DATASET ROWS:
┌────────

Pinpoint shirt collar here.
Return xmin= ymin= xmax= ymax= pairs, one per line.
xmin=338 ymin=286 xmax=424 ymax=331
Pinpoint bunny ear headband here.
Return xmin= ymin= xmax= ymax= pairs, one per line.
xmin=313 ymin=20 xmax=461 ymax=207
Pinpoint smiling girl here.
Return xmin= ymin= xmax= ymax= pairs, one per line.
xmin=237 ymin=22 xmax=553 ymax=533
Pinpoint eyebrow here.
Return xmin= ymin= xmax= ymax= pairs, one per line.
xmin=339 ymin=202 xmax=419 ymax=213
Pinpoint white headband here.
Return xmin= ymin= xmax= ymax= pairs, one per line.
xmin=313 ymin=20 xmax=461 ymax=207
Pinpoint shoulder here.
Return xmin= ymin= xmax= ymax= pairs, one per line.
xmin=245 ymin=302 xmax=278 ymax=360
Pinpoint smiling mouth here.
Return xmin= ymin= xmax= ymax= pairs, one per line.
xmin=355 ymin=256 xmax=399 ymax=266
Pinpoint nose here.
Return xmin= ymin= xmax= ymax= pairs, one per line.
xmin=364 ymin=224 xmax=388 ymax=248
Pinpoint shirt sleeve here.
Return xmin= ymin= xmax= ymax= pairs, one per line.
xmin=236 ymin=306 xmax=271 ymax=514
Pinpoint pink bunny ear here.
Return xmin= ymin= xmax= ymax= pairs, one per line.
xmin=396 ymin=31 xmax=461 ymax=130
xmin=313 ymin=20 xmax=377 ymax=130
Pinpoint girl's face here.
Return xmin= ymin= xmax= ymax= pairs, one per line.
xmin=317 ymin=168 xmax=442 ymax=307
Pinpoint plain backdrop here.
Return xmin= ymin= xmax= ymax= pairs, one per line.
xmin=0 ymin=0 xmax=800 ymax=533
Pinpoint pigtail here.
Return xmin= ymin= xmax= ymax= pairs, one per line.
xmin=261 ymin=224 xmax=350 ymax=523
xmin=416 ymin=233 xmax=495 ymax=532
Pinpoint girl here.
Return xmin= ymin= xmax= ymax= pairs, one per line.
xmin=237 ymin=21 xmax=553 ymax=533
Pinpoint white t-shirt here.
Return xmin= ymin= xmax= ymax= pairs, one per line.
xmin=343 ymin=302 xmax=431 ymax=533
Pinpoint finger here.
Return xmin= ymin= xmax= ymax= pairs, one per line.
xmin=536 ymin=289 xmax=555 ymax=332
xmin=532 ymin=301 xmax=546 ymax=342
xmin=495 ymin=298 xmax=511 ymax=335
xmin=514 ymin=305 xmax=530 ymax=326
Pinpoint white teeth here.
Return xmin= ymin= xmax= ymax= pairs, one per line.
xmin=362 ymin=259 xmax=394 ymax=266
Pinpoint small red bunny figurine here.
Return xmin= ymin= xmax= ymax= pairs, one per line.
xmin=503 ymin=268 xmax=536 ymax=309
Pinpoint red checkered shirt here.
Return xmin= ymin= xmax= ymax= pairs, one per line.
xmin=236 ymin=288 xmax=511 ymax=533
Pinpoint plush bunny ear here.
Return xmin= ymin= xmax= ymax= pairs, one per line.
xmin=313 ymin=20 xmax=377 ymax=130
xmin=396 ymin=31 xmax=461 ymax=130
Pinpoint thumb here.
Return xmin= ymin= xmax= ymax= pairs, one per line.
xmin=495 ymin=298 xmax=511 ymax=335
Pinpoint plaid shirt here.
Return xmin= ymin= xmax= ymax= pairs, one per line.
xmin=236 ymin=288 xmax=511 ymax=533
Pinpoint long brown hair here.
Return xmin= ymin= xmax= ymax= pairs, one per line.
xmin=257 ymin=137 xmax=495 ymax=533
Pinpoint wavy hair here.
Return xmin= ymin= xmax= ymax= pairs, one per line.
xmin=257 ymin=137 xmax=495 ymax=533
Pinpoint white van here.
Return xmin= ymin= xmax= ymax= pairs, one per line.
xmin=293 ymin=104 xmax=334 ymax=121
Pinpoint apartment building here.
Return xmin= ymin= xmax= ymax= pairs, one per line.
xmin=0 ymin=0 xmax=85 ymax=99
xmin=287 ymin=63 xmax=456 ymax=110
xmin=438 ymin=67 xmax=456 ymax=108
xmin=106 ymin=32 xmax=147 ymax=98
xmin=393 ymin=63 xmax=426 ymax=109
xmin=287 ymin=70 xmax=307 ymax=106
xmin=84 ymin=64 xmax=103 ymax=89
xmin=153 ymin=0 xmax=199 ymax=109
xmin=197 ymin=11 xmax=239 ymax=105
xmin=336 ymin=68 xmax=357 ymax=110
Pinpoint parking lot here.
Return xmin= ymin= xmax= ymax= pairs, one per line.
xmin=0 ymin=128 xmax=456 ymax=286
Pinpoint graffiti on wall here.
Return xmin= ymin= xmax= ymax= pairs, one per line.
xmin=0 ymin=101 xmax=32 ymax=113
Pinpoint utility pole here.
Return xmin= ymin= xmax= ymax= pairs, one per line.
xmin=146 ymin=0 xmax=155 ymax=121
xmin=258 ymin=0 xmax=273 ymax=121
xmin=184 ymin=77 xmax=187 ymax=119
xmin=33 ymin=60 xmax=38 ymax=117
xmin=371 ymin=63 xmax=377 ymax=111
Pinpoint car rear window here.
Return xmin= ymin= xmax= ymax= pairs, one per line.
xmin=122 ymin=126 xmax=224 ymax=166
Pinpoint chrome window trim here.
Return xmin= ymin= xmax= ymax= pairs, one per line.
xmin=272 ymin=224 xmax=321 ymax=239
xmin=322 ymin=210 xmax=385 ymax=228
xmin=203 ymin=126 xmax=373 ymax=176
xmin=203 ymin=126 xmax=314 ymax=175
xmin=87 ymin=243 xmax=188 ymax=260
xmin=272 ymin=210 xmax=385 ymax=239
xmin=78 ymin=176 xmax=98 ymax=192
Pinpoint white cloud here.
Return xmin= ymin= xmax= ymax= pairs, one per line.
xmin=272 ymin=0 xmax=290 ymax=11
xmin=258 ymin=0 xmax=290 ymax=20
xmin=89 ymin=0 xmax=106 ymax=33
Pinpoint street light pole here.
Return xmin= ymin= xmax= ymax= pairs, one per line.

└────────

EXERCISE DESCRIPTION: In the items from the line with "Pinpoint plush bunny ear here." to the line with "xmin=293 ymin=104 xmax=334 ymax=121", change "Pinpoint" to "Locate" and give those lines again, leaving everything else as it is.

THE RESULT:
Locate plush bunny ear here.
Return xmin= ymin= xmax= ymax= pairs, one per line.
xmin=313 ymin=20 xmax=377 ymax=130
xmin=396 ymin=31 xmax=461 ymax=130
Locate thumb here.
Return xmin= ymin= xmax= ymax= pairs, one per line.
xmin=495 ymin=298 xmax=511 ymax=335
Locate plaid shirt here.
Return xmin= ymin= xmax= ymax= pairs, one per line.
xmin=236 ymin=288 xmax=511 ymax=533
Locate long brown hair here.
Return xmin= ymin= xmax= ymax= pairs, one per line.
xmin=257 ymin=137 xmax=495 ymax=533
Locate wavy hair here.
Return xmin= ymin= xmax= ymax= pairs, one per line.
xmin=257 ymin=137 xmax=495 ymax=533
Locate white van here.
Return xmin= ymin= xmax= ymax= pairs, one per line.
xmin=293 ymin=104 xmax=334 ymax=121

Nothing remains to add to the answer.